## Exercise description
Reproduce the line that holds "Point out every instance of the red jacket" together with all the lines after it up to the end of the entries.
## Start
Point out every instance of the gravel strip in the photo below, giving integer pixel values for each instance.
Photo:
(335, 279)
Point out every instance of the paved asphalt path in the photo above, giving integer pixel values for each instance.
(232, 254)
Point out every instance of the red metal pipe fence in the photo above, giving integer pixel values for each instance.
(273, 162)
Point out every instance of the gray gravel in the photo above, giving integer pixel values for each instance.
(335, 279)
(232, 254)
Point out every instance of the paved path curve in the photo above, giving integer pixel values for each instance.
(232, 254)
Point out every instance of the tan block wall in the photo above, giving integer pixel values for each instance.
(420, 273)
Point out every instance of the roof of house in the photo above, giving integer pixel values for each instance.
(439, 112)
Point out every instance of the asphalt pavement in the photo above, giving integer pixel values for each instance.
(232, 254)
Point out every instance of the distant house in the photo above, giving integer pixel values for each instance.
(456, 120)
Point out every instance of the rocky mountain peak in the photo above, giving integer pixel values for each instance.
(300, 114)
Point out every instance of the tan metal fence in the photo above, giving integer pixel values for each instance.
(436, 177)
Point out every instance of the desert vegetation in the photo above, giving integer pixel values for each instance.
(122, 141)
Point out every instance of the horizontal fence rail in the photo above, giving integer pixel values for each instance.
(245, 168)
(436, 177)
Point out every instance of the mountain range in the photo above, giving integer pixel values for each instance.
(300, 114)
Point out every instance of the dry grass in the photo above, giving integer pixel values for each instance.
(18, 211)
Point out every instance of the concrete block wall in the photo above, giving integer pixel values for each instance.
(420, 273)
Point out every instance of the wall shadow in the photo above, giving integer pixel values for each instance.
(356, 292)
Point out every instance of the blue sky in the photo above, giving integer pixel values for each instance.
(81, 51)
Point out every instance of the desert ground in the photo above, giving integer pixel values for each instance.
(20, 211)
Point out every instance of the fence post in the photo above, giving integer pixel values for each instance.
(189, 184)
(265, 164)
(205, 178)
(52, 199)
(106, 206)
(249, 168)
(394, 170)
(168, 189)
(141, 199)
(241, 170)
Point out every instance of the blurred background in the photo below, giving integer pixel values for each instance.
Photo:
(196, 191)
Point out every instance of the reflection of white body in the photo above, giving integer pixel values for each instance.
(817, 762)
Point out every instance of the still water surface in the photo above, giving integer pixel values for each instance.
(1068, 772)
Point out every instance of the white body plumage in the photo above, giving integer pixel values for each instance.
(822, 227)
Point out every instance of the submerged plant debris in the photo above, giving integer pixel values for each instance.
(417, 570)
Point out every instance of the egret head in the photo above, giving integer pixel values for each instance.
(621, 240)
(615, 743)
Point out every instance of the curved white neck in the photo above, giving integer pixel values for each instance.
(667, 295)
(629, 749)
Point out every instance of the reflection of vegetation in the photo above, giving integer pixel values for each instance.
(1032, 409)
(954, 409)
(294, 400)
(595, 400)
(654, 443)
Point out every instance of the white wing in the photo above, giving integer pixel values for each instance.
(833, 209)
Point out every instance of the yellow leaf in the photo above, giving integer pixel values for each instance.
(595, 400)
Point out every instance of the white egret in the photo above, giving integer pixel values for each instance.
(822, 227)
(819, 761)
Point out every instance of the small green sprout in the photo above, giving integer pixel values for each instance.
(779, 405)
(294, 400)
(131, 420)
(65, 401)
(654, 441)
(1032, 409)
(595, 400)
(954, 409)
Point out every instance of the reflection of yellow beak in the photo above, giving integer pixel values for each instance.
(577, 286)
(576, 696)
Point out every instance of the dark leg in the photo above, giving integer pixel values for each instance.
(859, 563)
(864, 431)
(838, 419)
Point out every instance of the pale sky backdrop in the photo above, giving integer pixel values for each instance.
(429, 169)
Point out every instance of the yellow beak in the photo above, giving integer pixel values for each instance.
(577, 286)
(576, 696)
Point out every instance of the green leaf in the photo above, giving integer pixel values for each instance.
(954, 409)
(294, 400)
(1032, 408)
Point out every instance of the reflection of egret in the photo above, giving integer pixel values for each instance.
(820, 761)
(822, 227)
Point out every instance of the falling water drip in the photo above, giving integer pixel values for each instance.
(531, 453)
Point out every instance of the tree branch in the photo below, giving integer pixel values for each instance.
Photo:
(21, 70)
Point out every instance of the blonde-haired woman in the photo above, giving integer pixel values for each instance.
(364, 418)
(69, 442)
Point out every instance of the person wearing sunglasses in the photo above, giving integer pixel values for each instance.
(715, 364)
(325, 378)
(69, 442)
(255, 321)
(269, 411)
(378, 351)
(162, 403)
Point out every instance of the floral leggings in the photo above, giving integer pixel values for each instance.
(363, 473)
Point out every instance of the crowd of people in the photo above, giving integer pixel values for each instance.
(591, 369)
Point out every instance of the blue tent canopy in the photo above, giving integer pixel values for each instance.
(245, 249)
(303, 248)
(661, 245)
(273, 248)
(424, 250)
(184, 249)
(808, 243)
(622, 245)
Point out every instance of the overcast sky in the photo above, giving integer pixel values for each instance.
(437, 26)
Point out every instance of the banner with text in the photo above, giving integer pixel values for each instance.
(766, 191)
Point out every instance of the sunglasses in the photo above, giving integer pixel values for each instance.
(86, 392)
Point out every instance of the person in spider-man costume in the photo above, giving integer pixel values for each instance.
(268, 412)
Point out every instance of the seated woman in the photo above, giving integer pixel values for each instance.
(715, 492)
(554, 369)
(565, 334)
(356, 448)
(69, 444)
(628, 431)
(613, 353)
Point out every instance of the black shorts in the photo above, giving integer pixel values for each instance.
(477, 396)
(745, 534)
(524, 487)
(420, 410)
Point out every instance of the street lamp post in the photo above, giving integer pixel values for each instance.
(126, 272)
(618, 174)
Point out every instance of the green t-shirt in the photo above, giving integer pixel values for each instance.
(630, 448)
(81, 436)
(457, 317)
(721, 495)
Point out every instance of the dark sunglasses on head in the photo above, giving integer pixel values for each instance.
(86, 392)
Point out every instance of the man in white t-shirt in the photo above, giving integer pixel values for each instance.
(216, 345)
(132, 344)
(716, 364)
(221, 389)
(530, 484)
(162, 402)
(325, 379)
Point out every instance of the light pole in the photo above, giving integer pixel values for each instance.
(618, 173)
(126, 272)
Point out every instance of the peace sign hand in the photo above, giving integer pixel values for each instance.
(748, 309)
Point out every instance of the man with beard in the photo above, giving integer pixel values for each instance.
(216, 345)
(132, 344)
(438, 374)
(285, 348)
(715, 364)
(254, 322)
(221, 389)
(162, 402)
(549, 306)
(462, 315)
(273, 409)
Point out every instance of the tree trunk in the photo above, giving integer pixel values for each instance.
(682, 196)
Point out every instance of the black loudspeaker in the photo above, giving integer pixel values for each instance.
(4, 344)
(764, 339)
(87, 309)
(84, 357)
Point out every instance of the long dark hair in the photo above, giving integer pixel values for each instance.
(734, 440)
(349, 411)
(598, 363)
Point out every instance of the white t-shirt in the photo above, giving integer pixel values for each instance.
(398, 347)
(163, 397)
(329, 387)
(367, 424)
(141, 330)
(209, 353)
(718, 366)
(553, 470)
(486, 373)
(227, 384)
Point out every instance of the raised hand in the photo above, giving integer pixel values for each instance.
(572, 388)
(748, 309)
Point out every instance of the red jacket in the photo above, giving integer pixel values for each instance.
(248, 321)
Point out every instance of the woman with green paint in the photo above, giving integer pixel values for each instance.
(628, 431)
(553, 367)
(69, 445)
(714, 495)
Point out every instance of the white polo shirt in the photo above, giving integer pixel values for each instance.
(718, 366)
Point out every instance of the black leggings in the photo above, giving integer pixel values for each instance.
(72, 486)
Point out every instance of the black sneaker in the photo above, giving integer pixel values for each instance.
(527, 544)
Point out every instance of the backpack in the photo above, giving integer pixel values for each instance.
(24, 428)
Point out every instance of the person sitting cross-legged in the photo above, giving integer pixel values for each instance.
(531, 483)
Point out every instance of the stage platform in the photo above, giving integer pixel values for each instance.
## End
## Result for this task
Point out every instance of the red jacket in the photo above, giving integer pixel values for each instance.
(248, 321)
Point out every instance of the woman with green paint in the photo above, giving integer pixel values for each instance.
(628, 431)
(553, 367)
(69, 445)
(714, 495)
Point out every instance of the white polo shirt in the photo above, giving integer pixel values for each instance.
(718, 366)
Point out every instance of the black leggings in the photo above, giving integer pixel values for each instance.
(72, 486)
Point out every instance of the black sneaker in the photo above, giving integer pixel values for each instance.
(527, 544)
Point out every instance of the backpack in the photo above, giving integer pixel values for each instance.
(24, 428)
Point out every instance of the person sitting cross-legged in the photo above, giving integer pixel values for each instance.
(531, 483)
Point out every instance of the stage platform in the photo above, giving integer pixel values for each instance.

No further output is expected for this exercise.